START Record extracts

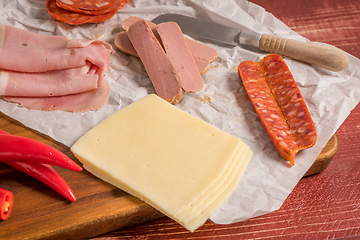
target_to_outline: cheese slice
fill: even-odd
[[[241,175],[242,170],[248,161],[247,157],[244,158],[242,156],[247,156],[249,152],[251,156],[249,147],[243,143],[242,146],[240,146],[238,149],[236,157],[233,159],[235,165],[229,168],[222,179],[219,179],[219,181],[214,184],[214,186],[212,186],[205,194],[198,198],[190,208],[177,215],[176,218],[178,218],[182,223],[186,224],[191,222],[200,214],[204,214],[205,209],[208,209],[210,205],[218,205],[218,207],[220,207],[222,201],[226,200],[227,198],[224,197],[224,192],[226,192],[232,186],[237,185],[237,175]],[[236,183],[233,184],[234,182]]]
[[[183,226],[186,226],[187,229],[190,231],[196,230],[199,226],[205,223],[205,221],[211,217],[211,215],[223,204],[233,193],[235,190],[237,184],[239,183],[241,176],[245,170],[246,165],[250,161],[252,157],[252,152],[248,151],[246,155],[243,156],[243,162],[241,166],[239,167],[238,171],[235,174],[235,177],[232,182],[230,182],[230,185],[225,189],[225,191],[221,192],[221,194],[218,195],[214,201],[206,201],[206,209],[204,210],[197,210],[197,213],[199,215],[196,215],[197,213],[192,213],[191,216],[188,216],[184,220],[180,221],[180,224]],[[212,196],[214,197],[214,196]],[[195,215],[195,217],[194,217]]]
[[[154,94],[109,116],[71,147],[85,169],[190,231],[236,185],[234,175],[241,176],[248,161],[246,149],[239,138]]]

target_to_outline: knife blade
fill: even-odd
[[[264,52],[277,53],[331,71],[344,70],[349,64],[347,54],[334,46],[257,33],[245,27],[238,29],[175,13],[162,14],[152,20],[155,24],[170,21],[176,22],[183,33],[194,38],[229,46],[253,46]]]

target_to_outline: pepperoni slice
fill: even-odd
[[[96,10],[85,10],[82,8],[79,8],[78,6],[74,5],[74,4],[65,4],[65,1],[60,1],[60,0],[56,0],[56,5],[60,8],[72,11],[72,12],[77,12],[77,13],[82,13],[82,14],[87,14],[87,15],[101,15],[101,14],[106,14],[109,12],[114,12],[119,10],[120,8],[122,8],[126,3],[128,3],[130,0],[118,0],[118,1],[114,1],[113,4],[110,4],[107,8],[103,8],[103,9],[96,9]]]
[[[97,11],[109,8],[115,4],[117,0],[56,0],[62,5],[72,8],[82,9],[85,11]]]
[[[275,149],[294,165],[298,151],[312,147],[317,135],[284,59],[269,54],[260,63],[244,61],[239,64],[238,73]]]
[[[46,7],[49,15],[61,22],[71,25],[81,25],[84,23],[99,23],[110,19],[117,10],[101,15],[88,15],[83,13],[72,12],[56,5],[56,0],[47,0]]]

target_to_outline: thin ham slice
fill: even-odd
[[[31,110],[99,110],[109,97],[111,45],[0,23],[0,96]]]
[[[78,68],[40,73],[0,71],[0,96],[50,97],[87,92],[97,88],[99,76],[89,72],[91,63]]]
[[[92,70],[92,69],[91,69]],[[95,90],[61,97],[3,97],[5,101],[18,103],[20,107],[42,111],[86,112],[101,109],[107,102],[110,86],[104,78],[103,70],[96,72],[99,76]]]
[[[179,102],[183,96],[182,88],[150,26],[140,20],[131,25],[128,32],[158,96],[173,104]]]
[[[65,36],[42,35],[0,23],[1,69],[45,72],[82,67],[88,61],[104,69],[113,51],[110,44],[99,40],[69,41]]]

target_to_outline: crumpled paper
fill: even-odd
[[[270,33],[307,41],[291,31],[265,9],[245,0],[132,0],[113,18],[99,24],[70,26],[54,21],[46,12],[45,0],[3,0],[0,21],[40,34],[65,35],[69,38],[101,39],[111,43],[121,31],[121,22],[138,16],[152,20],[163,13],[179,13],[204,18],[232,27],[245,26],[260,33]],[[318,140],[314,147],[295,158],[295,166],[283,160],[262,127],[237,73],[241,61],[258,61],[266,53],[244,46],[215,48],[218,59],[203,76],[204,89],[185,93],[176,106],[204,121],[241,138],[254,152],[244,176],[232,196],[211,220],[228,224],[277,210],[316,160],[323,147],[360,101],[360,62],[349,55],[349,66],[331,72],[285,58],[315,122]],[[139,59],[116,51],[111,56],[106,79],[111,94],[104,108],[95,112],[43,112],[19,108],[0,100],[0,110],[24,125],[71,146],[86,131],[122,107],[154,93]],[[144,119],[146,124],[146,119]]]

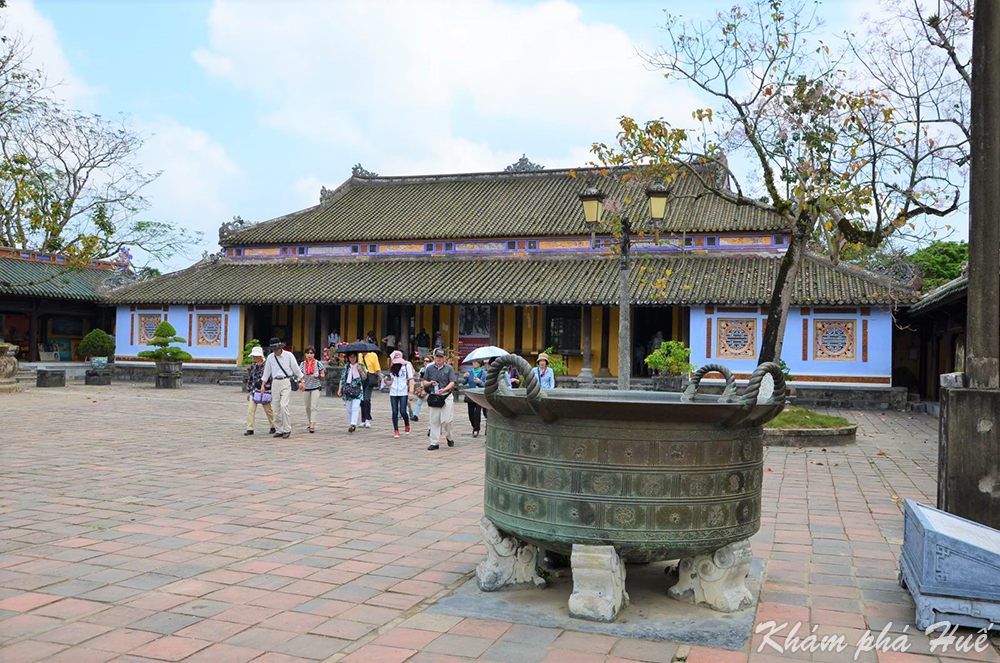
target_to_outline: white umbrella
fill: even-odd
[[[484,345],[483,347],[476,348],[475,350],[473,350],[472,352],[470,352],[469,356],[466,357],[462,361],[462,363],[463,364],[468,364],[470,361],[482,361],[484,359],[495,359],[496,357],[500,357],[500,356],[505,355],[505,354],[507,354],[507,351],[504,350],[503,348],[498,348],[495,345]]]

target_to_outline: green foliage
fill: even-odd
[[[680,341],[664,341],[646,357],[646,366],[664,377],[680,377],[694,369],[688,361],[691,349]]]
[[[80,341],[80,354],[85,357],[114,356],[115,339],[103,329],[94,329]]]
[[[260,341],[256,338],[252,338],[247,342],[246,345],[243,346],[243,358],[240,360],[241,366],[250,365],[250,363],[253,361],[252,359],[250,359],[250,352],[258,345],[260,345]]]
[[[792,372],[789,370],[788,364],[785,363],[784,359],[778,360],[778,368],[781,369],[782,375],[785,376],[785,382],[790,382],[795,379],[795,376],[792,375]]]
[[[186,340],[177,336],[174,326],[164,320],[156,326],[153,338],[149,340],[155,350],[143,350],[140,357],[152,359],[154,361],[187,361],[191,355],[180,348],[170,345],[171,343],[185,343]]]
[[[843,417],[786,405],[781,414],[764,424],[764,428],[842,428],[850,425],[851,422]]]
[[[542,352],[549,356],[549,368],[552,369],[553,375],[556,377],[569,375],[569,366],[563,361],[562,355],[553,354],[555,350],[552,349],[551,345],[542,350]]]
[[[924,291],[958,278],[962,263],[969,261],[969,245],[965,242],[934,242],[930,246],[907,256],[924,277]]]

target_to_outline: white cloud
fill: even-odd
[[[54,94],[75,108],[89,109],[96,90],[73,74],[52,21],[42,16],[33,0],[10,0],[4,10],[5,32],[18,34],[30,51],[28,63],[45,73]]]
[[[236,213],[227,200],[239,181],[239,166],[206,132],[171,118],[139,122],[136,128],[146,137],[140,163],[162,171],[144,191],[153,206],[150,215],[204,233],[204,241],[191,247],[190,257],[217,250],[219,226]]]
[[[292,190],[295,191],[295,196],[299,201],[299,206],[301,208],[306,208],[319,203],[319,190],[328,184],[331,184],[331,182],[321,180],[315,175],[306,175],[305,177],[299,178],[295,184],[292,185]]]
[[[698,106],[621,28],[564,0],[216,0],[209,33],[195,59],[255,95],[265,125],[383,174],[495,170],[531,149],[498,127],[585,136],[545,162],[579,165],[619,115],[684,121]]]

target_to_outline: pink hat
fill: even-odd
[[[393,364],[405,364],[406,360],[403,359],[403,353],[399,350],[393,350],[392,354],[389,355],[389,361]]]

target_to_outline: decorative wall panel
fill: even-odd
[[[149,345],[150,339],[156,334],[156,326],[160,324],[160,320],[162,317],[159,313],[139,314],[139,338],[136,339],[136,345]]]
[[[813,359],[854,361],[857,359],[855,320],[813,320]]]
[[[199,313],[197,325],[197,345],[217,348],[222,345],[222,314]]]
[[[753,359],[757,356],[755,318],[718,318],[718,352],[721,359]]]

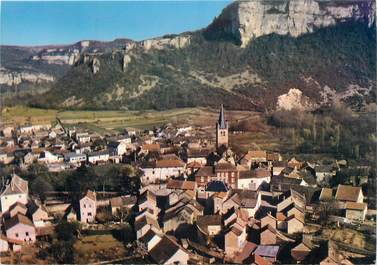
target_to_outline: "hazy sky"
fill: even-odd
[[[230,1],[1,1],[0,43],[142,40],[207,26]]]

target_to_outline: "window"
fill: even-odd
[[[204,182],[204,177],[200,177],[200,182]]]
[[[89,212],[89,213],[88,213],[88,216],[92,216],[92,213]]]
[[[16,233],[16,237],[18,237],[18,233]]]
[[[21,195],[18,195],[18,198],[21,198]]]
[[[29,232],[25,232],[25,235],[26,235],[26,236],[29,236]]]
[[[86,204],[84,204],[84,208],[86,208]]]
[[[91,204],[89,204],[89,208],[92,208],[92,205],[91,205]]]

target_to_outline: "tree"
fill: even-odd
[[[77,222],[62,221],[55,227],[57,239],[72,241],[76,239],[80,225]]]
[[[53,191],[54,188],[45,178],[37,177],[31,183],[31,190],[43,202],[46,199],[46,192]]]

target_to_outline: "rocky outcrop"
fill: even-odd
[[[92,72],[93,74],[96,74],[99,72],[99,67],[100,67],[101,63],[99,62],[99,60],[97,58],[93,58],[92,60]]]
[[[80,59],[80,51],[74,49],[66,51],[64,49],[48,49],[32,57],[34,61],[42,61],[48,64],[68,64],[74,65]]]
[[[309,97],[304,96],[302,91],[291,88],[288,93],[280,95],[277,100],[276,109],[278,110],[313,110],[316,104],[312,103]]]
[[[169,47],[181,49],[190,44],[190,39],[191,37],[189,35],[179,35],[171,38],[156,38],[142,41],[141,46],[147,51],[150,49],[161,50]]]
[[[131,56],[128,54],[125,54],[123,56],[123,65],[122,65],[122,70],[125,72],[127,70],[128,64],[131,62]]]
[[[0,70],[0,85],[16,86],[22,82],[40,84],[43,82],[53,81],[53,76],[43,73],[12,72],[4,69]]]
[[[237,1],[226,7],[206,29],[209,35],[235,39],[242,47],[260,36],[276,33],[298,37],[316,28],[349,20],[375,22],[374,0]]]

END Record extracts

_Problem statement_
Show me every line in the data above that includes "slice".

_The answer_
target_to_outline: cheese slice
target_to_outline: pepperoni slice
target_to_outline: thin ham slice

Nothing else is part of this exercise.